▶ Goal
Please rewrite the equilibrium index text from "that, given a" up to and including "the range [−2,147,483,648..2,147,483,647].", using "0-based" in place of "zero-indexed".

▶ Extracted text
━━━━━━━━━━━━━━━━━━━━━━━━━━━━━━

Write a function:

def solution(A)

that, given a zero-indexed array A consisting of N integers, returns any of its equilibrium indices. The function should return −1 if no equilibrium index exists.

For example, given array A shown above, the function may return 1, 3 or 7, as explained above.

Assume that:

    N is an integer within the range [0..100,000];
    each element of array A is an integer within the range [−2,147,483,648..2,147,483,647].

Complexity:

    expected worst-case time complexity is O(N);
    expected worst-case space complexity is O(N), beyond input storage (not counting the storage required for input arguments).

Elements of input arrays can be modified.

Time taken to get uptill V 6 - about 6 hours


In [ ]:
Ax = [-1, 3, -4, 5, 1, -6, 2, 1]

V- 1 - used numpy to sum soon realized numpy does not work on codality. I have usually required more time working on solutions when solving something espically with a new technique.


In [4]:
def solution_1(A):
    addition_list = list()
    list_index = 1

    addition_list.append(A[0])
    try:
        if len(A) >= 0 and len(A) <= 100000:

            for i, int_in_arr in enumerate(A):
                # print i, " ", int_in_arr

                if int_in_arr >= -2 and int_in_arr <= 647 and type(int_in_arr) is int:
                    if i == 0: continue

                    addition_list.append(int_in_arr + addition_list[list_index - 1])

                    print "i: ", i, "\n"

                    #print A[0:i], "\n"

                    # print numpy.sum(A[0:i])

                    #print A[i + 1:], "\n"

                    # print addition_list

                    list_index += 1


                else:
                    raise ValueError("one of the array element: integer out of range", int_in_arr)

        else:
            raise ValueError("array indices out of range ", len(A))

━━━━━━━━━━━━━━━━━━━━━━━━━━━━━━

(Excerpts of pointing data)

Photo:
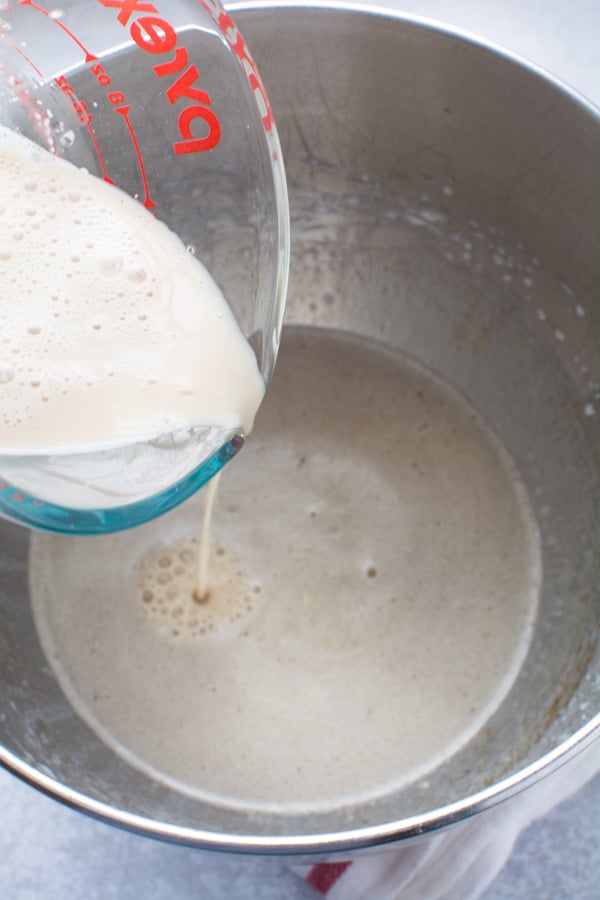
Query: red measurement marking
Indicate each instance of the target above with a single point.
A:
(89, 57)
(85, 118)
(94, 140)
(124, 111)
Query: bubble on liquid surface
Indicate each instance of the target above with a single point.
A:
(167, 593)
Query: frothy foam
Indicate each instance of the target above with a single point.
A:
(399, 567)
(166, 590)
(110, 331)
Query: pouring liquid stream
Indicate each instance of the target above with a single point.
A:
(202, 578)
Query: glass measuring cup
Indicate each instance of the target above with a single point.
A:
(163, 100)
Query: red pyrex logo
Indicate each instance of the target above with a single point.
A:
(155, 35)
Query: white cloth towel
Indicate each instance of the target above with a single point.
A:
(456, 863)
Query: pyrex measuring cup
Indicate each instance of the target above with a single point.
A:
(162, 99)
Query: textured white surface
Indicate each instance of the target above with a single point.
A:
(50, 853)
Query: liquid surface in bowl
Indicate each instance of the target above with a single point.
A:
(374, 585)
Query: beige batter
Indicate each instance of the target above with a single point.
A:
(374, 583)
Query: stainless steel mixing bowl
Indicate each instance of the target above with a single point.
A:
(445, 200)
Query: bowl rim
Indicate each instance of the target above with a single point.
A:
(365, 837)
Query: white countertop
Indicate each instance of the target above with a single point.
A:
(53, 853)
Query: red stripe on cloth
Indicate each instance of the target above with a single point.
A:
(324, 875)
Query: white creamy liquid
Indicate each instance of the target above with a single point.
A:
(374, 585)
(110, 331)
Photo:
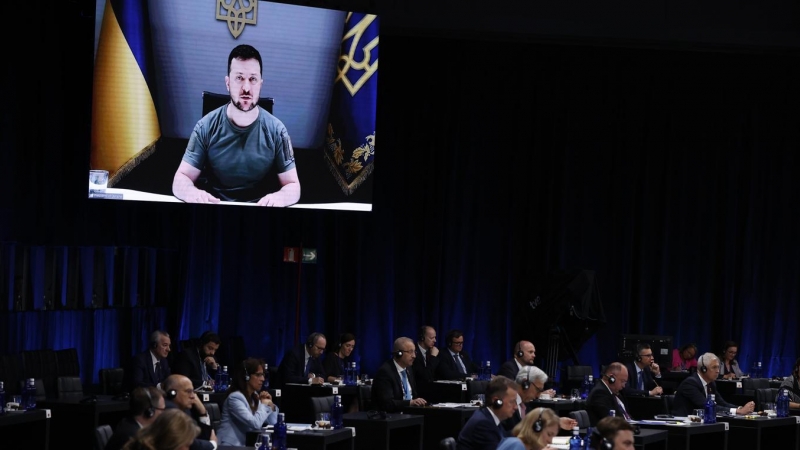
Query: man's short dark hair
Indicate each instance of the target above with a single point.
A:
(244, 52)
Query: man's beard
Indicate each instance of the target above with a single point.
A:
(238, 105)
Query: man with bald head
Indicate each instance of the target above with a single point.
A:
(180, 394)
(394, 385)
(524, 353)
(606, 395)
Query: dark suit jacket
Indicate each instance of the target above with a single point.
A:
(449, 369)
(387, 387)
(480, 432)
(188, 363)
(601, 401)
(141, 371)
(509, 369)
(691, 395)
(293, 366)
(631, 388)
(125, 429)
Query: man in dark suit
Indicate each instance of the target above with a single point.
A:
(484, 429)
(198, 363)
(179, 394)
(302, 364)
(530, 381)
(642, 372)
(427, 360)
(606, 395)
(454, 363)
(394, 385)
(146, 403)
(694, 389)
(524, 354)
(150, 367)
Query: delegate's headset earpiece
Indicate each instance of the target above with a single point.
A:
(538, 426)
(602, 442)
(151, 410)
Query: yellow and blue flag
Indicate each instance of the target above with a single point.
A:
(124, 120)
(350, 139)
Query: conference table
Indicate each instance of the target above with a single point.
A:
(26, 429)
(78, 419)
(391, 432)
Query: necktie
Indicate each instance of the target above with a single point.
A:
(622, 407)
(461, 363)
(406, 386)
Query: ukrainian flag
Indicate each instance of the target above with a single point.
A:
(350, 140)
(124, 120)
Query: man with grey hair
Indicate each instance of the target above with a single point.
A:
(394, 385)
(694, 390)
(530, 382)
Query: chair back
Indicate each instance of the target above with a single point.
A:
(101, 436)
(448, 443)
(322, 404)
(111, 380)
(214, 414)
(70, 388)
(582, 417)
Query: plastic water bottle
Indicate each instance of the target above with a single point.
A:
(337, 413)
(279, 433)
(782, 403)
(265, 384)
(575, 442)
(710, 413)
(29, 395)
(588, 384)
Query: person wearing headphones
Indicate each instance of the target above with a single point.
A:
(246, 407)
(179, 394)
(302, 364)
(535, 432)
(694, 389)
(146, 403)
(607, 395)
(523, 355)
(643, 371)
(791, 383)
(530, 381)
(335, 361)
(394, 385)
(683, 358)
(454, 363)
(198, 363)
(484, 428)
(729, 367)
(150, 367)
(612, 433)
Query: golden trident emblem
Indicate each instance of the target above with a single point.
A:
(237, 13)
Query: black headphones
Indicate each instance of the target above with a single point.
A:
(526, 383)
(171, 394)
(151, 410)
(538, 426)
(602, 442)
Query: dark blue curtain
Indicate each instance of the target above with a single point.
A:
(669, 173)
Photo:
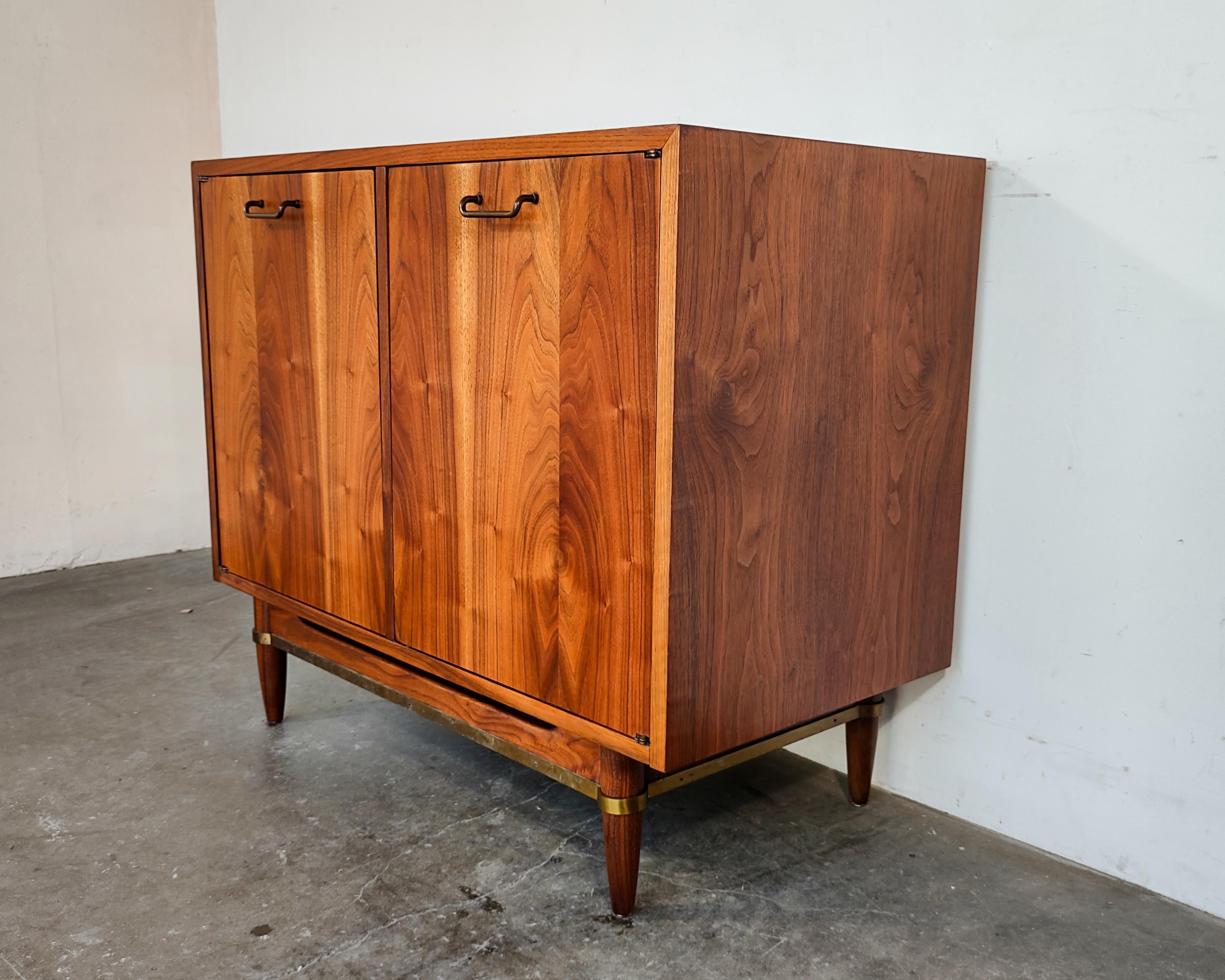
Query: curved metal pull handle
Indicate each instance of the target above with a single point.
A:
(476, 199)
(269, 216)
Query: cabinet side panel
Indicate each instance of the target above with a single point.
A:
(825, 305)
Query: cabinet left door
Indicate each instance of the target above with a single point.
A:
(293, 351)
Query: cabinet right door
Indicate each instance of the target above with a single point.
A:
(524, 415)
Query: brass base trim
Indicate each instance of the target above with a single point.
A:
(621, 806)
(543, 766)
(717, 765)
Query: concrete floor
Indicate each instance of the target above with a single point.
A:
(151, 825)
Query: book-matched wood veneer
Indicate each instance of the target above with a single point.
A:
(672, 460)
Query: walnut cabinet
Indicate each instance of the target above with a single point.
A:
(629, 454)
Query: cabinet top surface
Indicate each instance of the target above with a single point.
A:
(630, 140)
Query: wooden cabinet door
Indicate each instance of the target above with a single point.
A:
(524, 411)
(293, 348)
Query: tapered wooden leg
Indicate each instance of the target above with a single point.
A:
(860, 756)
(272, 670)
(621, 778)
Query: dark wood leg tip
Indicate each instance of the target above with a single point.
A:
(860, 756)
(272, 670)
(620, 778)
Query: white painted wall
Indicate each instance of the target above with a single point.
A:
(1085, 708)
(102, 108)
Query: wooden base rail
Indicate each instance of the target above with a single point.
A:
(619, 786)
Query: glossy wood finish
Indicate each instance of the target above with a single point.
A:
(558, 745)
(271, 664)
(860, 755)
(442, 669)
(621, 777)
(293, 347)
(825, 307)
(522, 398)
(632, 140)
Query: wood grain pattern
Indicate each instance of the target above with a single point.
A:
(293, 337)
(621, 777)
(860, 756)
(665, 354)
(825, 307)
(558, 745)
(449, 673)
(271, 664)
(524, 424)
(385, 394)
(631, 140)
(206, 368)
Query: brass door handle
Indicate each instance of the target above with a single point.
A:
(476, 199)
(269, 216)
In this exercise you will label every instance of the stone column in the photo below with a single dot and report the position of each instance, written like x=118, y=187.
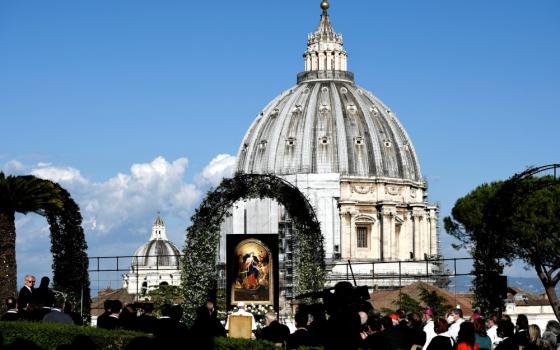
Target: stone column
x=416, y=214
x=387, y=239
x=346, y=231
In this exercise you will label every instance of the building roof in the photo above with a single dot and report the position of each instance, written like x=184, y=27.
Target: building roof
x=383, y=299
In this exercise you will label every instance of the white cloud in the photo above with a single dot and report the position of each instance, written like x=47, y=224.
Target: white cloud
x=58, y=174
x=118, y=212
x=218, y=168
x=13, y=167
x=122, y=203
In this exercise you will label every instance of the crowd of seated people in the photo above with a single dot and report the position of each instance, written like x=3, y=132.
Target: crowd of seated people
x=345, y=320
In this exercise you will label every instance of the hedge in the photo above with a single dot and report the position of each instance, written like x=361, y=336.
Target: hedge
x=49, y=336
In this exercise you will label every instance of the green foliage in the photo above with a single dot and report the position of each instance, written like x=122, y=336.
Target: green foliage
x=68, y=247
x=22, y=194
x=504, y=221
x=469, y=224
x=434, y=301
x=199, y=261
x=406, y=303
x=165, y=294
x=49, y=336
x=242, y=344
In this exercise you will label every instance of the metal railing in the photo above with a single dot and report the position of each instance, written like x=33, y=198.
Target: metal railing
x=107, y=271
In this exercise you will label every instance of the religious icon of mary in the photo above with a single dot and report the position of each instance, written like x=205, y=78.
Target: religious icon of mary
x=253, y=281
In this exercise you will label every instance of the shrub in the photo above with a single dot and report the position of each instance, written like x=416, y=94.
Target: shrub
x=49, y=336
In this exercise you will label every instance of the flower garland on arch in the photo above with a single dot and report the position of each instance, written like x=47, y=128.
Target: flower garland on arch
x=202, y=237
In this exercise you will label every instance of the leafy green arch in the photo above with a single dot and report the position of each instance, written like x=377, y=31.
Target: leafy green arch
x=199, y=261
x=30, y=194
x=69, y=251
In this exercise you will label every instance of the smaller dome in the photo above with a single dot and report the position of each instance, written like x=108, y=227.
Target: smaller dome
x=156, y=253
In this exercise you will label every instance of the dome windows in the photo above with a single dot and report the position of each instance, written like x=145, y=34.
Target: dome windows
x=290, y=141
x=324, y=110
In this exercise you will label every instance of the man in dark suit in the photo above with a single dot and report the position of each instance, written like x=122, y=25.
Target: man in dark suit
x=505, y=331
x=56, y=315
x=522, y=333
x=301, y=337
x=26, y=292
x=12, y=313
x=147, y=322
x=274, y=331
x=112, y=322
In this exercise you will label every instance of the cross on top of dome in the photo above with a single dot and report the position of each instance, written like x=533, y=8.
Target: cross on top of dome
x=158, y=229
x=324, y=47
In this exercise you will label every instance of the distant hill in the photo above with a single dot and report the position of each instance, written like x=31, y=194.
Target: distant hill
x=463, y=284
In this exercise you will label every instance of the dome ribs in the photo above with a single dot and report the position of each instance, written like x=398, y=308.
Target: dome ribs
x=372, y=142
x=328, y=126
x=271, y=164
x=308, y=154
x=340, y=131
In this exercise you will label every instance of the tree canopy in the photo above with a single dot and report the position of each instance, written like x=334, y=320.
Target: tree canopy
x=505, y=221
x=22, y=194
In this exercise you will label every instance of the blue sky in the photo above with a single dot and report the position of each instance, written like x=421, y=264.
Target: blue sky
x=139, y=106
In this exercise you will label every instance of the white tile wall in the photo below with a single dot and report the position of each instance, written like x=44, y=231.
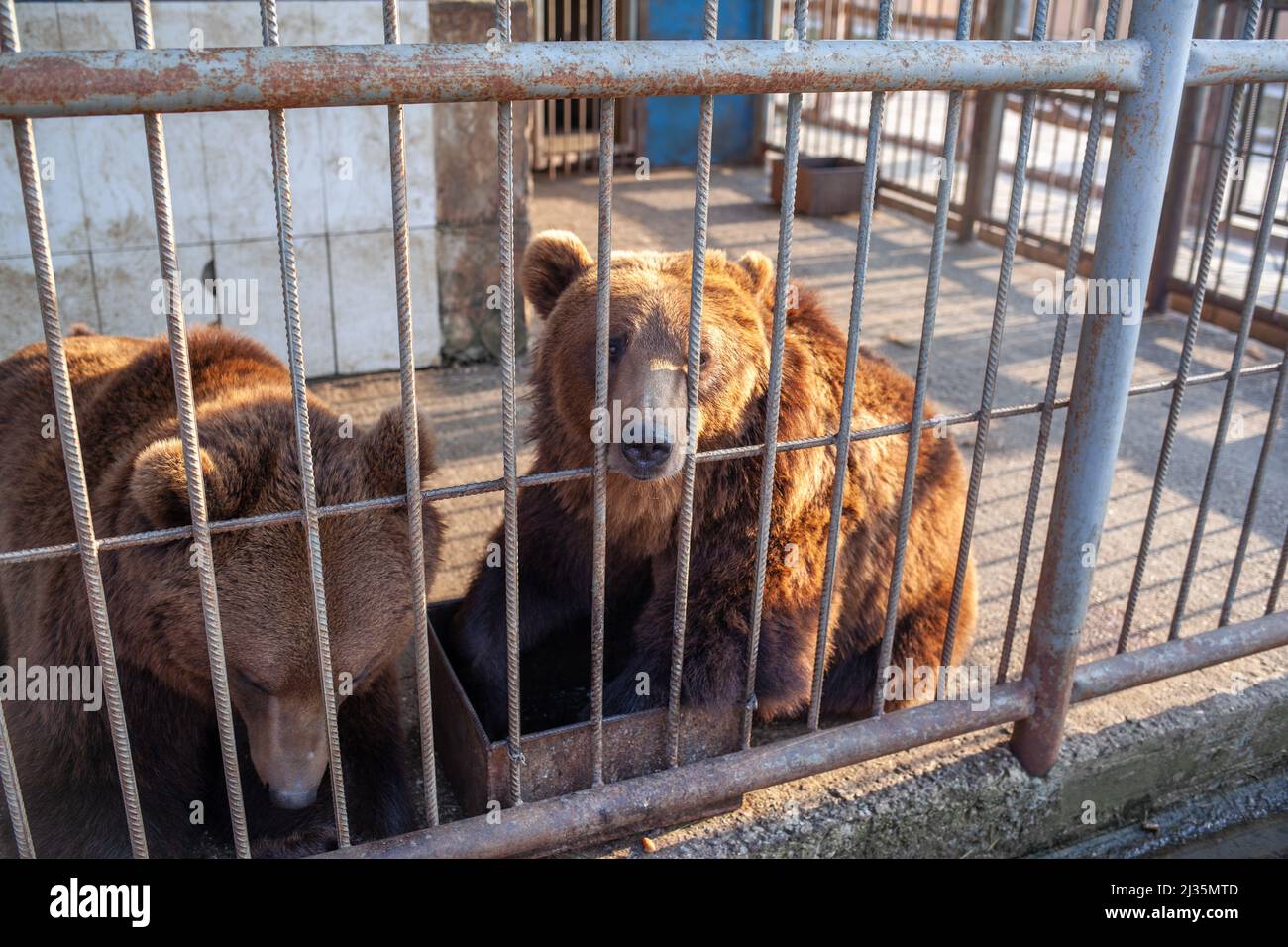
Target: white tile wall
x=98, y=197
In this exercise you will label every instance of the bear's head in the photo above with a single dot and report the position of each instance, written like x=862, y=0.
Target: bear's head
x=265, y=574
x=647, y=420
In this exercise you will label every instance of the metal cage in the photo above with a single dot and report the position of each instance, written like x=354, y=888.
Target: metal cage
x=1149, y=69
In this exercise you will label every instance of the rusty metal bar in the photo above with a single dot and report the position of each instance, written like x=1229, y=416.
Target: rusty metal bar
x=684, y=526
x=918, y=399
x=46, y=84
x=782, y=282
x=1134, y=185
x=1077, y=236
x=666, y=795
x=1167, y=660
x=1220, y=62
x=979, y=451
x=411, y=432
x=1231, y=142
x=840, y=476
x=509, y=420
x=68, y=434
x=603, y=302
x=141, y=13
x=1240, y=342
x=303, y=436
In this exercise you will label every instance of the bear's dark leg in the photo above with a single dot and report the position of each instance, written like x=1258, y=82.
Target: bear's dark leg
x=848, y=684
x=848, y=688
x=375, y=768
x=554, y=591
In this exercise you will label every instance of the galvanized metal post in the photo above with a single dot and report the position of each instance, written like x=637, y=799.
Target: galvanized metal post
x=1181, y=175
x=1144, y=132
x=986, y=136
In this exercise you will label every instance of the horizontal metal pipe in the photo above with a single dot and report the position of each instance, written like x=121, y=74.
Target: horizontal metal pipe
x=1223, y=62
x=665, y=796
x=1179, y=656
x=578, y=474
x=44, y=84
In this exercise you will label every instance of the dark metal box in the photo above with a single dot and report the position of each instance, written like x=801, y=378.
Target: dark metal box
x=558, y=761
x=824, y=185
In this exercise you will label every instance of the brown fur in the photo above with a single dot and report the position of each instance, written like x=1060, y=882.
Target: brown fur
x=124, y=394
x=649, y=312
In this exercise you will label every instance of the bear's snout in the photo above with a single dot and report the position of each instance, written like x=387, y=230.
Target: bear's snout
x=292, y=797
x=288, y=748
x=647, y=457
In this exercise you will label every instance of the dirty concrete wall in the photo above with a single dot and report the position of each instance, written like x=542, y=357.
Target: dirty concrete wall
x=98, y=197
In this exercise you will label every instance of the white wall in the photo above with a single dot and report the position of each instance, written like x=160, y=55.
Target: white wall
x=98, y=197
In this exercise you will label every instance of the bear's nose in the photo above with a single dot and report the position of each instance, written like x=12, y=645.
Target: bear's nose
x=647, y=455
x=292, y=799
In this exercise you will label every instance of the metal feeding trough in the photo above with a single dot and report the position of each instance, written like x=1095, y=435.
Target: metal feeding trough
x=824, y=185
x=558, y=750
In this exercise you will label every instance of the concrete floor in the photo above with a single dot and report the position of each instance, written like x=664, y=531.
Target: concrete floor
x=463, y=403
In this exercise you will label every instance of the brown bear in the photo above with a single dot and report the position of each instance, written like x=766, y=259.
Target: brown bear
x=125, y=408
x=648, y=344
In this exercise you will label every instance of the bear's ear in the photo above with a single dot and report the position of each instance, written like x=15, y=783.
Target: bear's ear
x=382, y=453
x=160, y=488
x=760, y=269
x=550, y=263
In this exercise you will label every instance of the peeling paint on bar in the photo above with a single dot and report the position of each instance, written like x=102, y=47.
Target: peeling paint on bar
x=178, y=80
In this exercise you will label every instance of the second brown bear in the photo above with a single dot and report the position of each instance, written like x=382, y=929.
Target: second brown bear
x=648, y=376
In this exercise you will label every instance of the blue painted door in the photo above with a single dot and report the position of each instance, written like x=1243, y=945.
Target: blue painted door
x=671, y=123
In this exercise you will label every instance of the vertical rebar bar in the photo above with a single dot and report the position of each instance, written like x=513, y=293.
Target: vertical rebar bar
x=979, y=450
x=1254, y=495
x=1077, y=236
x=509, y=421
x=1240, y=343
x=411, y=432
x=684, y=526
x=303, y=436
x=141, y=12
x=597, y=590
x=782, y=281
x=68, y=433
x=1231, y=142
x=13, y=793
x=871, y=167
x=1273, y=599
x=918, y=401
x=1134, y=188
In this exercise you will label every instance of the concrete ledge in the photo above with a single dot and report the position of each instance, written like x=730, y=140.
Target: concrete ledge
x=1159, y=764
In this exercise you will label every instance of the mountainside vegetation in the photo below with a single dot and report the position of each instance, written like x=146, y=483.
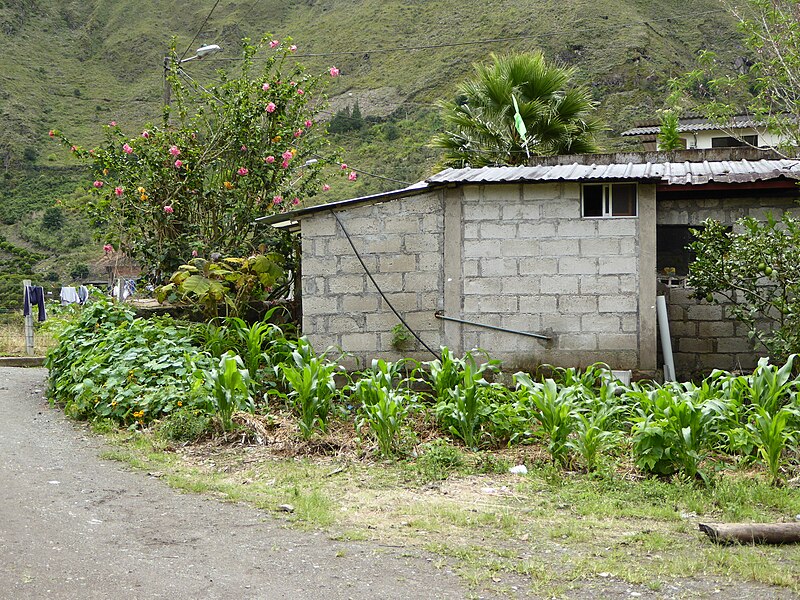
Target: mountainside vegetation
x=76, y=66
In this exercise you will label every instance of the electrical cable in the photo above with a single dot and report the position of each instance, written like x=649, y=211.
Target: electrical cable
x=185, y=52
x=377, y=287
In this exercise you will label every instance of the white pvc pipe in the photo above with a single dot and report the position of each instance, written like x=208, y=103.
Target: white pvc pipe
x=666, y=340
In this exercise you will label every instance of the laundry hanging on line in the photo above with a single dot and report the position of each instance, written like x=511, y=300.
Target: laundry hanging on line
x=34, y=295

━━━━━━━━━━━━━━━━━━━━━━━━━━━━━━

▶ Written answer
that, given a 0-based array A consisting of N integers, returns any of its equilibrium indices. The function should return −1 if no equilibrium index exists.

For example, given array A shown above, the function may return 1, 3 or 7, as explained above.

Assume that:

    N is an integer within the range [0..100,000];
    each element of array A is an integer within the range [−2,147,483,648..2,147,483,647].